▸ Task to complete
Find every row below that contains the word "ceiling" and copy each of those rows in full.

[Saved entries]
%%

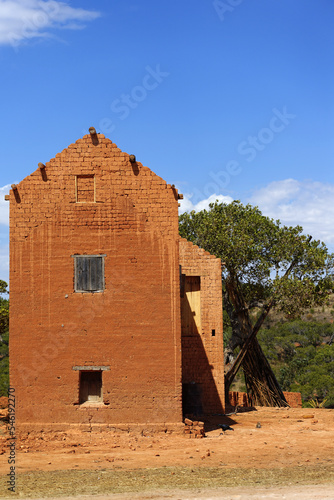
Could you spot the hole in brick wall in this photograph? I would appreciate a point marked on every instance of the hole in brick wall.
(85, 188)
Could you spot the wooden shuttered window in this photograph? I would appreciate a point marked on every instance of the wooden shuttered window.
(89, 273)
(90, 389)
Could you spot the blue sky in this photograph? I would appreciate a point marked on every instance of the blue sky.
(224, 98)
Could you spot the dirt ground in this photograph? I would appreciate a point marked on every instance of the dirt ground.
(271, 453)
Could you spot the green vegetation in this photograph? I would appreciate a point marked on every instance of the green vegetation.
(301, 354)
(4, 324)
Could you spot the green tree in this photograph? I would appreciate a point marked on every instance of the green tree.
(265, 265)
(4, 340)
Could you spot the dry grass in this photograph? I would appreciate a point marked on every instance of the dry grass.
(87, 482)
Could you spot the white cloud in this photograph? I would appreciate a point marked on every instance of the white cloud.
(188, 206)
(309, 204)
(21, 20)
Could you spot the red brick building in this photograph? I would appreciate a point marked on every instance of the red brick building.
(101, 287)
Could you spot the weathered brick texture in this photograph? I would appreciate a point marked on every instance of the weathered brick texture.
(294, 399)
(91, 200)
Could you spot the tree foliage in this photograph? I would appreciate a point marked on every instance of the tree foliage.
(265, 264)
(302, 356)
(4, 341)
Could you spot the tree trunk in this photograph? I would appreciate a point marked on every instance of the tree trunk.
(262, 386)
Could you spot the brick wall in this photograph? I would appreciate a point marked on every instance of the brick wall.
(202, 343)
(90, 199)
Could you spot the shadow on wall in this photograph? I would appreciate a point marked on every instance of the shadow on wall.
(199, 392)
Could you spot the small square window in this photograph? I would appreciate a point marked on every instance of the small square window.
(85, 188)
(89, 273)
(90, 388)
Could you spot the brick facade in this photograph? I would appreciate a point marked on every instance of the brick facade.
(91, 200)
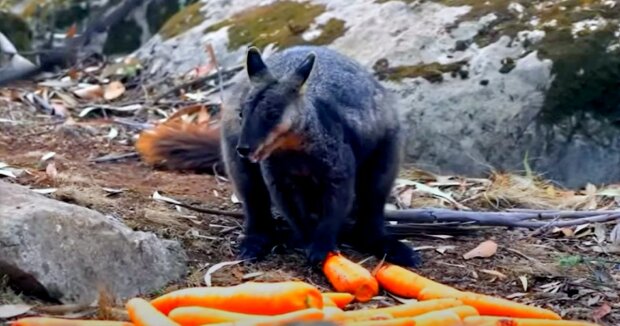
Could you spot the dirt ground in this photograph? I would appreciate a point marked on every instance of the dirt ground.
(527, 267)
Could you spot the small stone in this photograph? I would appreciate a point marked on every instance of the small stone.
(68, 251)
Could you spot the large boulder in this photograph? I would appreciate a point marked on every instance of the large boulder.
(67, 252)
(485, 84)
(125, 32)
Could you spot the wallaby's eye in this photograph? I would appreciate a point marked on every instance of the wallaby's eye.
(272, 114)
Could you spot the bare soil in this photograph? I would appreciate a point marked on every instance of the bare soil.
(526, 268)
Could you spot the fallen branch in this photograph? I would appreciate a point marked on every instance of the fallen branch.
(411, 219)
(507, 219)
(197, 81)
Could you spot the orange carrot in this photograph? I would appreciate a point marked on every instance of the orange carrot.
(347, 276)
(441, 317)
(463, 311)
(283, 319)
(405, 283)
(403, 310)
(333, 313)
(404, 321)
(48, 321)
(507, 321)
(142, 313)
(494, 306)
(194, 316)
(341, 299)
(250, 298)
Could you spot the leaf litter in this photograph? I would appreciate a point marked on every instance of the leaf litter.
(51, 116)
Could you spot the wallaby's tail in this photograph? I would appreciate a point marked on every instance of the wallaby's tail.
(179, 145)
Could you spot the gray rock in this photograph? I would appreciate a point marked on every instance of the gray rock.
(71, 250)
(487, 115)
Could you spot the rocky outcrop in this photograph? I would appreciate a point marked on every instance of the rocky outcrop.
(484, 85)
(57, 250)
(123, 36)
(16, 30)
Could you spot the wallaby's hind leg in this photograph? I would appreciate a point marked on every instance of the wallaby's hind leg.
(373, 186)
(247, 180)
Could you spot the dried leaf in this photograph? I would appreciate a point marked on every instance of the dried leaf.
(494, 273)
(51, 170)
(67, 99)
(600, 232)
(169, 200)
(113, 133)
(614, 235)
(601, 312)
(47, 156)
(7, 173)
(485, 249)
(252, 275)
(44, 191)
(515, 295)
(591, 203)
(114, 90)
(71, 31)
(90, 92)
(13, 310)
(59, 108)
(443, 249)
(217, 267)
(406, 196)
(112, 190)
(523, 280)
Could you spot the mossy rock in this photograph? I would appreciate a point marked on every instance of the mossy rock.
(183, 20)
(64, 12)
(433, 72)
(16, 30)
(281, 23)
(585, 73)
(123, 38)
(158, 12)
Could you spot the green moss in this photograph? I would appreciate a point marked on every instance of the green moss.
(157, 13)
(124, 38)
(281, 23)
(585, 75)
(330, 31)
(183, 20)
(60, 13)
(16, 29)
(432, 72)
(384, 1)
(587, 78)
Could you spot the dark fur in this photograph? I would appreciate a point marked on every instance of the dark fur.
(345, 167)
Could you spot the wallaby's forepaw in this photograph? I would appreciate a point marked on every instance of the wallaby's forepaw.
(254, 247)
(400, 254)
(317, 252)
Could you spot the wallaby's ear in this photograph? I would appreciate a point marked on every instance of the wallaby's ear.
(301, 74)
(256, 68)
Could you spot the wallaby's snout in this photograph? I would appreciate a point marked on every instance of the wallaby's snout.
(243, 150)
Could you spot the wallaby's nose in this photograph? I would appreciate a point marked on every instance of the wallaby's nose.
(243, 151)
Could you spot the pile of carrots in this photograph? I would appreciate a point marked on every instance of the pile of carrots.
(280, 303)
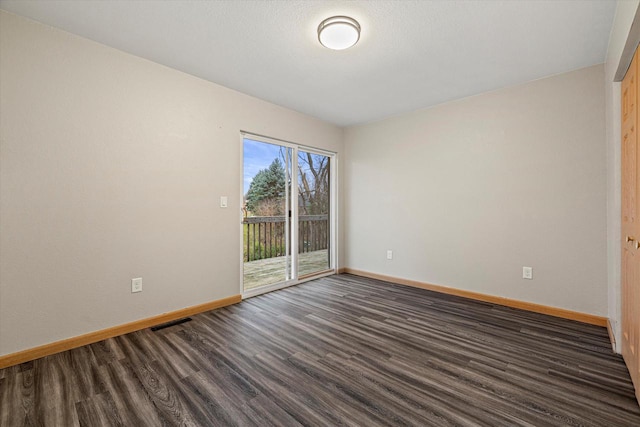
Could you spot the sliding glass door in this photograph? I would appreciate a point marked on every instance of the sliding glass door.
(286, 216)
(314, 202)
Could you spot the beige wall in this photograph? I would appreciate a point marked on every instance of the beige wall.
(625, 12)
(469, 192)
(112, 168)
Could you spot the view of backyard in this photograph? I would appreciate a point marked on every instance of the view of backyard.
(268, 180)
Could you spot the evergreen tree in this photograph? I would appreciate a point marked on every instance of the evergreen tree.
(266, 192)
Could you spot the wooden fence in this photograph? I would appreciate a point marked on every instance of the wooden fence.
(265, 236)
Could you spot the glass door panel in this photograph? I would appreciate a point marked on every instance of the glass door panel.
(266, 225)
(313, 212)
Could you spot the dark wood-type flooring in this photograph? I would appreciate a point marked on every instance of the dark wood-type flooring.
(341, 350)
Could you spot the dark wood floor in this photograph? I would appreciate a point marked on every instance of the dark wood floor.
(338, 350)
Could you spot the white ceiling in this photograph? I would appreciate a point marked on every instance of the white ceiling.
(411, 54)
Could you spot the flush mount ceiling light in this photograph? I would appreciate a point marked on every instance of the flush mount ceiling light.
(339, 32)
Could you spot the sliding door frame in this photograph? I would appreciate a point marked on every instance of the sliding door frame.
(292, 274)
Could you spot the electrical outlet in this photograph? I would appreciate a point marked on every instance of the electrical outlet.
(136, 285)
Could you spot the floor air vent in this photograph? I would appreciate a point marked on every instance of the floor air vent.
(174, 323)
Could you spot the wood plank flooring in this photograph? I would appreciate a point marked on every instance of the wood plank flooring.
(341, 350)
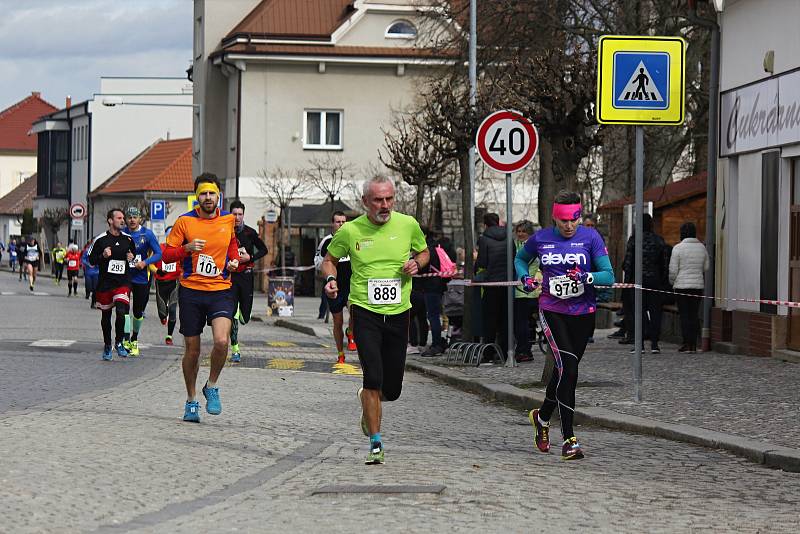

%%

▸ Result of the task
Could you spot the white ceiling in this photograph? I would appreciate a point marked on every instance of the white ceiling.
Could you spot the flush mount ceiling light in this photograph? I would appreciate a point marked on every instance of the flush mount ceiling light.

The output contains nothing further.